__TASK__
Rewrite the lines from the one containing "Identify the black" through the end of the material, putting "purse" in place of "handbag" and keeping everything else the same.

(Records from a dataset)
--- begin ---

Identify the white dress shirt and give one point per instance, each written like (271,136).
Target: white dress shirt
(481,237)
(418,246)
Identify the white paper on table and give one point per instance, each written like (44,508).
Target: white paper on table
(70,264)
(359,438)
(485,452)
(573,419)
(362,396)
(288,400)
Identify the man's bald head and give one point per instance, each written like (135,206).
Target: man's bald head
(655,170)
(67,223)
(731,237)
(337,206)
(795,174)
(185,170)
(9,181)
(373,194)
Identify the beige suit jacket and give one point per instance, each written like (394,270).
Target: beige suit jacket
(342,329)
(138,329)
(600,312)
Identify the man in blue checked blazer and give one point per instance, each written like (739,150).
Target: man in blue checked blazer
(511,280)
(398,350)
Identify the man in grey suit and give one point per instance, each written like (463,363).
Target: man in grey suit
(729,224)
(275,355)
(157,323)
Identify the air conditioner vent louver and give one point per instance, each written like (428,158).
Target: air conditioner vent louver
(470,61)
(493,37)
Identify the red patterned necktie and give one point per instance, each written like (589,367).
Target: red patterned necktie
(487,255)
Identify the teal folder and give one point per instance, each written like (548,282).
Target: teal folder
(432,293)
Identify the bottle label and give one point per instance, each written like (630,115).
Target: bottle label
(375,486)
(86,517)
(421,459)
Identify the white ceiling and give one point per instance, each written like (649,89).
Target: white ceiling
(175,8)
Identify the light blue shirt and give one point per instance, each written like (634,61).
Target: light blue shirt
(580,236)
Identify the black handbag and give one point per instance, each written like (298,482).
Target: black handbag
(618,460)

--- end ---

__ANSWER IN FULL__
Identify the black purse and give one point per instance, each written like (298,482).
Target: black purse
(618,460)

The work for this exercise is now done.